THE EXERCISE –
Convert every line of the entries below into a Markdown table with the columns "Row" and "Entry line." Number each row and leave out blank lines.

MATERIAL SUPPLIED –
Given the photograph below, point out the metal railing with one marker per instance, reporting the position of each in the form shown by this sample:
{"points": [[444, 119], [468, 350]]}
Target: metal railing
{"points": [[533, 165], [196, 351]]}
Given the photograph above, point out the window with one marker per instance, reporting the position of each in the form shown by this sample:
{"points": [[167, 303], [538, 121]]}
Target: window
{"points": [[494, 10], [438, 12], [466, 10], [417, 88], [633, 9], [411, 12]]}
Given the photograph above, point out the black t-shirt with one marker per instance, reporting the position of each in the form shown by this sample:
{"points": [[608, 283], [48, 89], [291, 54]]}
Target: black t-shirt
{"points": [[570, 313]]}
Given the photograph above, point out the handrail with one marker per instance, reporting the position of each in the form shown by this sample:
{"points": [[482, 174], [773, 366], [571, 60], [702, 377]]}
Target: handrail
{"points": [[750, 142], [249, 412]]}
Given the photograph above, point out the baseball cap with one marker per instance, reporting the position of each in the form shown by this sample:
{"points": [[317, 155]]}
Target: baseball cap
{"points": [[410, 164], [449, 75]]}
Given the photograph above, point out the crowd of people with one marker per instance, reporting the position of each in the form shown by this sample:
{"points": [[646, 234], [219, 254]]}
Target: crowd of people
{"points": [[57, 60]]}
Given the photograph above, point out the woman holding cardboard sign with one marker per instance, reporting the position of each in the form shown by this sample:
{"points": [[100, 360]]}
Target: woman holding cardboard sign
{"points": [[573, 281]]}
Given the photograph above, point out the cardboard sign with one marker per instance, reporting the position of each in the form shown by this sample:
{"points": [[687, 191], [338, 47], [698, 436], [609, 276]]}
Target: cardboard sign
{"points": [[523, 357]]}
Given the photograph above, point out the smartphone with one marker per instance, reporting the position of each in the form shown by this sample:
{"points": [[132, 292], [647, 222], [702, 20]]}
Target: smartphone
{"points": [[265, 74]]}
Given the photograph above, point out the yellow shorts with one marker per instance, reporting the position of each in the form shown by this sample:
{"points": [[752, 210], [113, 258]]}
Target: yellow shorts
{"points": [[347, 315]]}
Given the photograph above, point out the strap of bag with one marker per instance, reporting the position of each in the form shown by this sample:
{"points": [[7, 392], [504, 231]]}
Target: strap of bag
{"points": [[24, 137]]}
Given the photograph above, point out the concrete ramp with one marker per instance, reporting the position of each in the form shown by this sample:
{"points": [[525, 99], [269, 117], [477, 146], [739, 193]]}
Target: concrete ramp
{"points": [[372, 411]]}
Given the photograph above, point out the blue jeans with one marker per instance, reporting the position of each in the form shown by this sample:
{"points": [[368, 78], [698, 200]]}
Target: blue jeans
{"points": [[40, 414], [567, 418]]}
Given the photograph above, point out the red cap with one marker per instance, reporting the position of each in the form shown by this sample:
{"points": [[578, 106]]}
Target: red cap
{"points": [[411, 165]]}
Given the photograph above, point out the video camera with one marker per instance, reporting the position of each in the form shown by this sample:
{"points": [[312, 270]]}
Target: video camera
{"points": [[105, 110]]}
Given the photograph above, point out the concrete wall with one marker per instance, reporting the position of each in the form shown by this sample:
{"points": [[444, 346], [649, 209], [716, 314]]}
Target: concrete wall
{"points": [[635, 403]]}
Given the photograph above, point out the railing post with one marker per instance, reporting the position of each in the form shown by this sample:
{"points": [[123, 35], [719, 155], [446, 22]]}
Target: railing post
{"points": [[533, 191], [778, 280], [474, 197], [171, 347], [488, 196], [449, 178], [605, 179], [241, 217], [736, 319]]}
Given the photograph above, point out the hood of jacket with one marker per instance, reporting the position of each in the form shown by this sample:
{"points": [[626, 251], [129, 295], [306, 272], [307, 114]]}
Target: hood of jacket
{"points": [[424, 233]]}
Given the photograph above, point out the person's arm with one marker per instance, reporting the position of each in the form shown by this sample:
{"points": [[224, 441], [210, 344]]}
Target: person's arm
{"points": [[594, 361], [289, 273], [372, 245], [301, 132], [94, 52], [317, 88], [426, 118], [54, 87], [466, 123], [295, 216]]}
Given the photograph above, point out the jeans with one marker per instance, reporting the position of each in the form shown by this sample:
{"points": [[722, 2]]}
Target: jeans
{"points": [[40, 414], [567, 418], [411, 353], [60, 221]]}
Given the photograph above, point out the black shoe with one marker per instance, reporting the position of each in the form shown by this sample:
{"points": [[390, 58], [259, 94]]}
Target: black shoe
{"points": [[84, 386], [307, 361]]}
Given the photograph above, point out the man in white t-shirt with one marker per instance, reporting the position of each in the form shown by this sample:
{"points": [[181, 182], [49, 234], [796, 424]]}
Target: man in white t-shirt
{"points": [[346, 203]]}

EXERCISE RESULT –
| Row | Entry line |
|---|---|
| 1 | Given the photograph below, point out the metal railing with one marker per instance, reporting the position of each in the form shown by this sample: |
| 2 | {"points": [[444, 119], [468, 350]]} |
| 3 | Target: metal railing |
| 4 | {"points": [[533, 165], [196, 351]]} |
| 5 | Given the photograph above, point out the window with one marker per instance, reporting the position of each in the form shown by this sample: |
| 6 | {"points": [[167, 303], [538, 121]]} |
| 7 | Target: window |
| 8 | {"points": [[494, 10], [438, 12], [466, 10], [417, 88], [633, 9], [411, 12]]} |
| 9 | Given the photograph above, point out the black t-shirt with one marker per instance, reporting the position of each in the form shown by this sample: |
| 10 | {"points": [[608, 283], [48, 89], [291, 54]]} |
| 11 | Target: black t-shirt |
| 12 | {"points": [[570, 313]]} |
| 13 | Given the photograph above, point out the handrail with one marker per instance, reporting the position of each in the form shown by this sample: |
| 14 | {"points": [[482, 174], [773, 366], [571, 60], [702, 377]]} |
| 15 | Target: handrail |
| 16 | {"points": [[750, 142], [249, 412]]} |
| 17 | Given the photograph above, point out the baseball cap with one marker per instance, reporting the position of each in the form shown by this sample: |
| 18 | {"points": [[317, 155]]} |
| 19 | Target: baseball cap |
| 20 | {"points": [[410, 164], [449, 75]]} |
| 21 | Given the photograph above, point out the crowd of people with one marker per instance, reporting the position of each in the form shown by this sample: |
| 22 | {"points": [[646, 234], [219, 254]]} |
| 23 | Target: crowd of people |
| 24 | {"points": [[57, 60]]} |
| 25 | Given the photograph above, point out the woman holding cardboard sign with one marker per instance, reporting the position of each in the form shown by this sample: |
| 26 | {"points": [[100, 360]]} |
| 27 | Target: woman holding cardboard sign |
| 28 | {"points": [[573, 281]]} |
| 29 | Given the photograph above, point out the cardboard sign with one marker per instance, reporting the position of each in the form shown by this sample: |
| 30 | {"points": [[687, 191], [338, 47], [698, 436], [609, 276]]} |
| 31 | Target: cardboard sign |
| 32 | {"points": [[523, 357]]} |
| 33 | Given the photograph above, point out the smartphone with one marker per instance, reporting the position of each in the form shown by this sample: |
| 34 | {"points": [[132, 292], [647, 222], [702, 20]]} |
| 35 | Target: smartphone |
| 36 | {"points": [[265, 74]]} |
| 37 | Given the photograph above, point out the yellow shorts with one marker per instance, reporting the position of each in the form shown by this sample: |
| 38 | {"points": [[752, 210], [113, 258]]} |
| 39 | Target: yellow shorts |
| 40 | {"points": [[347, 315]]} |
| 41 | Given the photograph above, point out the strap of bag with one marker per instance, reporting the position of each in the form shown by this sample: |
| 42 | {"points": [[7, 392], [504, 231]]} |
| 43 | Target: strap of bag |
| 44 | {"points": [[24, 137]]} |
| 45 | Given the photograph above, point out the concrete ramp with one marker per instance, reporting the position of each in the form shown by this sample: |
| 46 | {"points": [[525, 99], [269, 117], [477, 146], [739, 193]]} |
| 47 | Target: concrete ramp |
| 48 | {"points": [[372, 411]]} |
| 49 | Given the photograph above, point out the blue jeans with one marker per instance, reporting the position of each in the form shown by this sample: |
| 50 | {"points": [[368, 78], [698, 200]]} |
| 51 | Target: blue jeans |
| 52 | {"points": [[40, 414], [567, 418]]} |
| 53 | Given the photograph above, point out the red cap with one marker per instance, reporting the position of each in the form shown by this sample: |
| 54 | {"points": [[578, 106]]} |
| 55 | Target: red cap |
| 56 | {"points": [[411, 165]]} |
| 57 | Given the photograph above, point out the video camera with one marker per instance, reporting the position of each in the form shown by this sample: |
| 58 | {"points": [[312, 270]]} |
| 59 | Target: video camera |
| 60 | {"points": [[105, 110]]} |
| 61 | Given the photograph above, point out the concrete wall with one marker per instance, reporting the position of each in the form shown by this sample: |
| 62 | {"points": [[444, 346], [649, 209], [716, 314]]} |
| 63 | Target: concrete wall |
| 64 | {"points": [[635, 403]]} |
| 65 | Given the photograph above, point out the railing post with one marker per instance, reporting the position of each in the form shown by this sample: |
| 66 | {"points": [[123, 35], [719, 155], [446, 22]]} |
| 67 | Target: railing post |
| 68 | {"points": [[533, 191], [778, 280], [474, 197], [171, 347], [488, 196], [449, 178], [605, 179], [241, 217], [736, 319]]} |
| 69 | Given the photograph above, point out the hood of jacket with one marker per instance, reporting the position of each in the form shown by this sample: |
| 70 | {"points": [[626, 251], [129, 295], [306, 272], [307, 114]]} |
| 71 | Target: hood of jacket |
| 72 | {"points": [[424, 233]]} |
| 73 | Given the photograph above, point out the person's arm with one marker per instance, reporting the position of each in the form shown by this sample: |
| 74 | {"points": [[224, 441], [210, 344]]} |
| 75 | Target: person's arm |
| 76 | {"points": [[594, 361], [289, 273], [372, 245], [301, 132], [94, 52], [317, 88], [426, 118], [54, 87], [466, 123], [295, 216]]} |
| 77 | Given the photograph above, point out the jeans with one marker per instance, reporting the position of each in the form shown by this sample: |
| 78 | {"points": [[722, 2]]} |
| 79 | Target: jeans |
| 80 | {"points": [[40, 414], [567, 418], [411, 353], [60, 221]]} |
| 81 | Given the photograph above, point out the black shoe with one marker per instance, reporting the position of each in the form shown by this sample: |
| 82 | {"points": [[390, 58], [259, 94]]} |
| 83 | Target: black shoe |
| 84 | {"points": [[84, 386], [307, 361]]} |
| 85 | Given the photograph above, point out the man in white t-shirt with one marker per instance, reporting the position of each in the form shown by this sample: |
| 86 | {"points": [[181, 182], [49, 234], [796, 424]]} |
| 87 | Target: man in white t-shirt |
| 88 | {"points": [[346, 203]]} |